**INSTRUÇÃO**
No texto para leitura, reescreva em forma de lista o parágrafo que começa por «Algo parecido acontece com o “mecenato” em Portugal». Mantenha os factos principais.

**TEXTO PARA LEITURA**
========================================
Quando as televisões generalistas fazem referência em
horário nobre à estreia de um espectáculo de teatro, esse espectáculo é uma
comédia ou tem actores que a própria televisão mediatizou noutras actividades. Na
maior parte das vezes verificam-se as duas situações: é uma comédia com actores mediáticos.
De resto, não é por atribuírem importâncias às artes do
palco que as televisões referem os espectáculos. Fazem-no para apanhar boleia
do impacto que sabem que aquelas peças (jornalísticas) vão ter. É a
mediatização a alimentar-se de si mesma. É notícia aquilo que a figura pública
faz quando é feito por ela, não por
alguém desconhecido. O mesmo espectáculo protagonizado por actores
desconhecidos (ainda que excelentes) jamais terá honras de fecho de telejornal.
A televisão teme não ser vista. Vive nesse pânico. Torna-se
histérica. Patológica. Deixa de ser um veículo de imagens, janela do mundo,
para se tornar espelho de si própria. Aquilo que uma vez funcionou, foi visto
pelos espectadores, é tudo o que a televisão arrisca mostrar. Apressa-se a
deitar fora o que quer que tenha ficado um grau abaixo das melhores
expectativas. Reduz o foco da sua atenção até, no futuro, não restar mais do
que um pixel no centro do ecrã. O mais mediático pixel da história da
humanidade. Devemos ansiar por esse dia.
Mecenato
Algo parecido acontece com o “mecenato” em Portugal. Com a
fraca excepção dos equipamentos nacionais (em Lisboa e Porto), nenhuma empresa
ou instituição patrocina a sério as artes neste país. Os patrocínios vão todos
para artistas ou eventos mediáticos (por definição capazes de sobreviver sem
apoios). Isto porque as empresas e as instituições (mesmo que em parte do
Estado) não tencionam prestar nenhum serviço público. Como as TVs, querem apenas
apanhar boleia do que é mediático, promoverem-se a si mesmas. Na verdade, o que
fazem é comprar espaço de publicidade nos cartazes ou nos palcos das
actividades que dizem apoiar. E que, perversamente, promiscuamente, acabam por
apoiar de facto, promovendo ainda mais o que já é sobejamente conhecido e não
raro medíocre.
========================================
**MATERIAL**
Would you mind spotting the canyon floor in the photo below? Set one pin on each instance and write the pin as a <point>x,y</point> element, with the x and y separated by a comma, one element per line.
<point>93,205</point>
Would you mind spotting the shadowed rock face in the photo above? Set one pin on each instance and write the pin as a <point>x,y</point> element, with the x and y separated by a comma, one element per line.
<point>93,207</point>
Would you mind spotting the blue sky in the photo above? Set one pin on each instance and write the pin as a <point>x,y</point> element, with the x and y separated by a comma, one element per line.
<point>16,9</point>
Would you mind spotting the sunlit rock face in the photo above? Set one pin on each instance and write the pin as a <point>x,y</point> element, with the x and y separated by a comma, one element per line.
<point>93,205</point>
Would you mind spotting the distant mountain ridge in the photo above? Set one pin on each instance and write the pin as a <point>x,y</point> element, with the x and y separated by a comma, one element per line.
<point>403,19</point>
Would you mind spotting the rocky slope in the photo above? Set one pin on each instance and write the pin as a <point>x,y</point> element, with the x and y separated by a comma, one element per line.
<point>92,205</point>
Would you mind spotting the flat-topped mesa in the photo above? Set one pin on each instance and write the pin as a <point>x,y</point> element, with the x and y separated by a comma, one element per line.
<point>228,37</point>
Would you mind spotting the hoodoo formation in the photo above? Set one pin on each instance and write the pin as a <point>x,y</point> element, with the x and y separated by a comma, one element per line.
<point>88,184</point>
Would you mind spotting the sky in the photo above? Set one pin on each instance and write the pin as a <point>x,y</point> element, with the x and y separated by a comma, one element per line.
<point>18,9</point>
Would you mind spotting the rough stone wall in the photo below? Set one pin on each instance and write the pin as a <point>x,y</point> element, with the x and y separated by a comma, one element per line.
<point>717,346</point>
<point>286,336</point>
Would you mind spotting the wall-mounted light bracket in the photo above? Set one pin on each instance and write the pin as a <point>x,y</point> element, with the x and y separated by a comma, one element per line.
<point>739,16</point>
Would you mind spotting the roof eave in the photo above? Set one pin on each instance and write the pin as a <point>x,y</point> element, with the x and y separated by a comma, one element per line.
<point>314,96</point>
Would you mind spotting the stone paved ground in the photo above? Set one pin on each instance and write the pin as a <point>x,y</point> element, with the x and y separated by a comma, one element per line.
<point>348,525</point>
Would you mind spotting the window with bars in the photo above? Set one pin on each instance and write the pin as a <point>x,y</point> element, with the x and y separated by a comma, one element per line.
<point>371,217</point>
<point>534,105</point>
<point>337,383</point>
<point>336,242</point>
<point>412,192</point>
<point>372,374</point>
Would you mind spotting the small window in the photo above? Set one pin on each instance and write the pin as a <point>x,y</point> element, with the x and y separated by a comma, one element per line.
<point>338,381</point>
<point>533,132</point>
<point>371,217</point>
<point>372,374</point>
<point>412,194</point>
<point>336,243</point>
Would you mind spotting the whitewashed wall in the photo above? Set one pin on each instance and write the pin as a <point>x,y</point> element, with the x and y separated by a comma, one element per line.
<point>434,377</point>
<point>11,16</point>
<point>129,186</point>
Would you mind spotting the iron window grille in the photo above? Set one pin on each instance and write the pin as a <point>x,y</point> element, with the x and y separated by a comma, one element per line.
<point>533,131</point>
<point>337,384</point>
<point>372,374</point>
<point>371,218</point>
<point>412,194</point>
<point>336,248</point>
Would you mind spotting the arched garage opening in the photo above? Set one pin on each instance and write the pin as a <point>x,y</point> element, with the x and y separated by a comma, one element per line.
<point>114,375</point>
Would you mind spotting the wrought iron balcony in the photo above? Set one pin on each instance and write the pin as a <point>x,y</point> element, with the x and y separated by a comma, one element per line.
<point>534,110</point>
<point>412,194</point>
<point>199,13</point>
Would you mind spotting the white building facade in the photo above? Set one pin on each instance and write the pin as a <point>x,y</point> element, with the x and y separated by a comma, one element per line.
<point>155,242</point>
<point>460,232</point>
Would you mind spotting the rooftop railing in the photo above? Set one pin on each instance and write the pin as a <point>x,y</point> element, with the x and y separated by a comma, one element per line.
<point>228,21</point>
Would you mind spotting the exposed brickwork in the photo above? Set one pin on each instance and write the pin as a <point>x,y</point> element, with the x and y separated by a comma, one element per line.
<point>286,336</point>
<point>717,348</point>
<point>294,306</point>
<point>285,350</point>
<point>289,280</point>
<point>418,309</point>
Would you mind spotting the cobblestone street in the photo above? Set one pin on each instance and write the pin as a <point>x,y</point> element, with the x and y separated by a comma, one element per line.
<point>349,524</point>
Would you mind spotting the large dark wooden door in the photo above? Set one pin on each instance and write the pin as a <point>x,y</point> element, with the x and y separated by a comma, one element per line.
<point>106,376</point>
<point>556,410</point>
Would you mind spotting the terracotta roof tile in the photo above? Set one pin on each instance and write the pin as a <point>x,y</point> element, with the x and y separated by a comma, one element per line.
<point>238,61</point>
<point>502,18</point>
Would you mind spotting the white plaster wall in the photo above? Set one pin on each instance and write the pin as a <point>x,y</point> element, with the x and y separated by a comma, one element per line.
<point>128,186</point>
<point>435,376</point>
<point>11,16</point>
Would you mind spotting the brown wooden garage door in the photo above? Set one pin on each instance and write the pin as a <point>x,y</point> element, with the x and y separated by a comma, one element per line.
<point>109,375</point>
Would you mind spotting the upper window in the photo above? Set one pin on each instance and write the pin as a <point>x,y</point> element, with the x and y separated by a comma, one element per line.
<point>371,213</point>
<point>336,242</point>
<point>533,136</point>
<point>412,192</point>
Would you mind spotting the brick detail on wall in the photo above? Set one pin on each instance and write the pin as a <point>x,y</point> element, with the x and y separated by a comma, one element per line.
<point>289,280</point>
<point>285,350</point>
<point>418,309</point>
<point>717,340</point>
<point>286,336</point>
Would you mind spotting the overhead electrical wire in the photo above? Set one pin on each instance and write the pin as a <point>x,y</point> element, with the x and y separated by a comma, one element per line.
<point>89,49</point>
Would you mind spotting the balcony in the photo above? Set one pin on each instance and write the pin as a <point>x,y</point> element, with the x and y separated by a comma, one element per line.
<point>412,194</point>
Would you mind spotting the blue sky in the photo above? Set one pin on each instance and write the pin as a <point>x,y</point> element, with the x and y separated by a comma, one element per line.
========================================
**RESPOSTA**
- Com a fraca exceção dos equipamentos nacionais, em Lisboa e no Porto, nenhuma empresa ou instituição patrocina a sério as artes em Portugal.
- Os patrocínios vão todos para artistas ou eventos mediáticos. Estes são, por definição, capazes de sobreviver sem apoios.
- As empresas e as instituições, mesmo que em parte do Estado, não tencionam prestar nenhum serviço público.
- Tal como as televisões, querem apenas apanhar boleia do que é mediático e promover-se a si mesmas.
- Na verdade, compram espaço de publicidade nos cartazes ou nos palcos das atividades que dizem apoiar.
- Acabam por apoiar de facto essas atividades e promovem ainda mais o que já é sobejamente conhecido e não raro medíocre.